▸ Aim: Report each line of the entries below that contains the string "rickshaw", reproducing every such line in full.

* BEGIN Records for processing *

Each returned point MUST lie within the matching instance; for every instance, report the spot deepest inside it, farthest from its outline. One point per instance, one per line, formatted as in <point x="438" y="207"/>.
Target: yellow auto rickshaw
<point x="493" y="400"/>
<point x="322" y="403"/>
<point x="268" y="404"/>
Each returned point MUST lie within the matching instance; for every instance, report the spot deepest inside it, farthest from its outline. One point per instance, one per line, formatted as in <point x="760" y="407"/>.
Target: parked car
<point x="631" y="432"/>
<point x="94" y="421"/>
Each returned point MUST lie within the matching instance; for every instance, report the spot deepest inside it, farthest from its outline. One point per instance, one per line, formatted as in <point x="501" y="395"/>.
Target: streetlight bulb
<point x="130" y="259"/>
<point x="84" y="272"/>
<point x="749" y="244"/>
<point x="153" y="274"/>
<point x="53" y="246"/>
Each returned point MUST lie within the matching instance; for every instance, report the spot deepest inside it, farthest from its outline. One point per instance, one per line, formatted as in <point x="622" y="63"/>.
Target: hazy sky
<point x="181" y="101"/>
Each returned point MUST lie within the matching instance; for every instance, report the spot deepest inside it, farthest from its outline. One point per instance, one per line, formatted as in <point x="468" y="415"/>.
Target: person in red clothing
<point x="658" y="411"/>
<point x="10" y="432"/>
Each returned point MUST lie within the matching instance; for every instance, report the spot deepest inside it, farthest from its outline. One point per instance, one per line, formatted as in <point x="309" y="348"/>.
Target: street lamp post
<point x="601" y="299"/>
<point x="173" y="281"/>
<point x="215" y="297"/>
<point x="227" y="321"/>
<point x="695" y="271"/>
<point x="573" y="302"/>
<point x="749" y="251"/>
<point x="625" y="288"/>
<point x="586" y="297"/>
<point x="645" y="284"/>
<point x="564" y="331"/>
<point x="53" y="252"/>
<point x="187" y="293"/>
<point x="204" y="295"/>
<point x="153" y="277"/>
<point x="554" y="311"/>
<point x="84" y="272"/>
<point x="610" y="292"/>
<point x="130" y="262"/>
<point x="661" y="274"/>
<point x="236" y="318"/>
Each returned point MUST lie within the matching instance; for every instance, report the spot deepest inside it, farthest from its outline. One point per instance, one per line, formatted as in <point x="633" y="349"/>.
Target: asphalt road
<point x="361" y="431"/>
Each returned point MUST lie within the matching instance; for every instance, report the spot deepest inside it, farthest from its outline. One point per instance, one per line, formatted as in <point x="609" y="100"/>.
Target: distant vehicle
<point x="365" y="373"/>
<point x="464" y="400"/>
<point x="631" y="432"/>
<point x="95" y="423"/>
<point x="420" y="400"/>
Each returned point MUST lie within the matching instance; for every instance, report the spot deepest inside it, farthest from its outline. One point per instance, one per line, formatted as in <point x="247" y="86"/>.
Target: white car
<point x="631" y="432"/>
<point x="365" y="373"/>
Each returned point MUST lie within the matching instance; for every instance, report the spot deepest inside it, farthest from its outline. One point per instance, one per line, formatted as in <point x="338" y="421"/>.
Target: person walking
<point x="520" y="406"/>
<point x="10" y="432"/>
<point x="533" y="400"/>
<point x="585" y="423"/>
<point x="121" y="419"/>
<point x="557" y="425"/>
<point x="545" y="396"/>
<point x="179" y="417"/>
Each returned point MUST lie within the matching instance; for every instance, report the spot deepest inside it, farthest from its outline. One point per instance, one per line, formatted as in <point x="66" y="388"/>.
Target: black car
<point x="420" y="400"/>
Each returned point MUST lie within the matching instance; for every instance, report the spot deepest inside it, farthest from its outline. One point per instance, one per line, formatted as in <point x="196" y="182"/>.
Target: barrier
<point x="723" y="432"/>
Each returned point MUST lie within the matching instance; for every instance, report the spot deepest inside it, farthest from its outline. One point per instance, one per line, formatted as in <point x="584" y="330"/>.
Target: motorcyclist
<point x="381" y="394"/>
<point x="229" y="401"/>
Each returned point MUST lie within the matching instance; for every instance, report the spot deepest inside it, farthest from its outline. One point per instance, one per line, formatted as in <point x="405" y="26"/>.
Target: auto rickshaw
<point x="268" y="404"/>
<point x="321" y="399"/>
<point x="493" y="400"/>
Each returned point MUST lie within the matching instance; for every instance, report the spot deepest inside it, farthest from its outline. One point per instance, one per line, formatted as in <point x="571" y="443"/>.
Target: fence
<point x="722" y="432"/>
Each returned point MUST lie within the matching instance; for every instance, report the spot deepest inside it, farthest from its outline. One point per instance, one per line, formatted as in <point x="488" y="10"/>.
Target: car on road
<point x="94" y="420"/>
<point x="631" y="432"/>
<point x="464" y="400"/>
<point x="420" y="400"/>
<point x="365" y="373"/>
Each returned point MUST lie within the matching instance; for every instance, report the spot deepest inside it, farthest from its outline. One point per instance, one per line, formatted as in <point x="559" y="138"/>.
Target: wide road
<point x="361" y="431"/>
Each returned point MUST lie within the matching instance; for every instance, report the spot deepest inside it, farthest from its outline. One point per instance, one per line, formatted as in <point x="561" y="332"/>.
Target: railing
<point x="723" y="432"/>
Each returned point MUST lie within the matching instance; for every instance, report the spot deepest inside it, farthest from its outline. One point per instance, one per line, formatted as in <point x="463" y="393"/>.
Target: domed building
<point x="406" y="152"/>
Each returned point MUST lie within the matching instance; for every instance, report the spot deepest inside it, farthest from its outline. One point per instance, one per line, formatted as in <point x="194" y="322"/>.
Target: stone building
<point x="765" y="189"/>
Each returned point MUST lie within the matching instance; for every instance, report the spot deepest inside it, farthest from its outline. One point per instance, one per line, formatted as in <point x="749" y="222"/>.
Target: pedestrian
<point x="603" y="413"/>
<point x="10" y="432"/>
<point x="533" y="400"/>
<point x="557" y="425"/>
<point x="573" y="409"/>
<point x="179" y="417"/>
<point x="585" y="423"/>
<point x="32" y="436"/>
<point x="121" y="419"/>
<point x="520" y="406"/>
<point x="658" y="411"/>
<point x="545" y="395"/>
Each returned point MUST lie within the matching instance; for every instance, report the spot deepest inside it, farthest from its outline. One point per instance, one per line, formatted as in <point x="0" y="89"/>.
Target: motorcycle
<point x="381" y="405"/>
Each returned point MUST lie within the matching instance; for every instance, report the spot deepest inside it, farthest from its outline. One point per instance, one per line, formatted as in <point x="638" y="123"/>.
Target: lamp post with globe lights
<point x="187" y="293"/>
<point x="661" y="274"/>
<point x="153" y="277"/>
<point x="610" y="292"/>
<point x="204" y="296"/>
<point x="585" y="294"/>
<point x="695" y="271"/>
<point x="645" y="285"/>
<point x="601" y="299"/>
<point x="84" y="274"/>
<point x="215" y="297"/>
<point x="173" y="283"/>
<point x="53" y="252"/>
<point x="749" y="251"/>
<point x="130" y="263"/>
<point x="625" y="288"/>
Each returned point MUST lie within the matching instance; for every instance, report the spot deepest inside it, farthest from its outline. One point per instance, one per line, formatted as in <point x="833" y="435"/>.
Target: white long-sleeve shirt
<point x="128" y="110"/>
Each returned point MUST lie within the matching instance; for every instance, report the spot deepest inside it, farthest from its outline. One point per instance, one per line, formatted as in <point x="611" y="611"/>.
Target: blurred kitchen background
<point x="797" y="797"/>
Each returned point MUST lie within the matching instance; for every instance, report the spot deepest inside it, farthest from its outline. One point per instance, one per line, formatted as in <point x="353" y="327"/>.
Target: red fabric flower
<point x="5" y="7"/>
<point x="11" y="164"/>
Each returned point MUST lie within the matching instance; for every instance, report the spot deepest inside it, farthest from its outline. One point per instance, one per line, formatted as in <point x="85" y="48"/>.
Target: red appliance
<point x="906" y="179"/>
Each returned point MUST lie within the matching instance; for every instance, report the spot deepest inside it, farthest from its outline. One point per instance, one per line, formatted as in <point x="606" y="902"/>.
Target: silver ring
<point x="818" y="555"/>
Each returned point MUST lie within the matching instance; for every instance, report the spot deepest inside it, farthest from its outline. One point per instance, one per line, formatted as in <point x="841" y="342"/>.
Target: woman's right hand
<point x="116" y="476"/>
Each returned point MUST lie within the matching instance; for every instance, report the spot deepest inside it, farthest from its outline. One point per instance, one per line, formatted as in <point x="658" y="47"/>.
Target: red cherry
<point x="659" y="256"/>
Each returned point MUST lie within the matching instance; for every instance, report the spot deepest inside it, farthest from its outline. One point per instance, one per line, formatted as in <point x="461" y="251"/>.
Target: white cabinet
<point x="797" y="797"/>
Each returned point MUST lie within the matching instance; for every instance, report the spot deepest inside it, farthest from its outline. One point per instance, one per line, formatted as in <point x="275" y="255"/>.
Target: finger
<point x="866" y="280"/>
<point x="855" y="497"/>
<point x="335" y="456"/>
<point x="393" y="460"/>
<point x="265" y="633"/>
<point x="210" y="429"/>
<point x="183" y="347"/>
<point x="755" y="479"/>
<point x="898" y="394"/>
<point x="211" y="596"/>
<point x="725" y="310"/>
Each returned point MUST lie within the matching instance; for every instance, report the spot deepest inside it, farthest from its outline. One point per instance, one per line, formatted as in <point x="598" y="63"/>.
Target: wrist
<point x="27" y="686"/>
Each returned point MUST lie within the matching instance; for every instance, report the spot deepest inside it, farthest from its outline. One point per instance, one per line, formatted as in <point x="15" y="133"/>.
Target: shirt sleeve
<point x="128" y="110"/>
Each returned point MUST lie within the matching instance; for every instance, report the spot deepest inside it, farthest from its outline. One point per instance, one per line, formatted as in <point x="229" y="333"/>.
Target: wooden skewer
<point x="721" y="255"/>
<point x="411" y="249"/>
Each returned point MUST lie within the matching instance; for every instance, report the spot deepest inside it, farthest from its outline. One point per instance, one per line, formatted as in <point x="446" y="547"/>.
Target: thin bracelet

* END Records for processing *

▸ Result of this exercise:
Target: yellow auto rickshaw
Target: auto rickshaw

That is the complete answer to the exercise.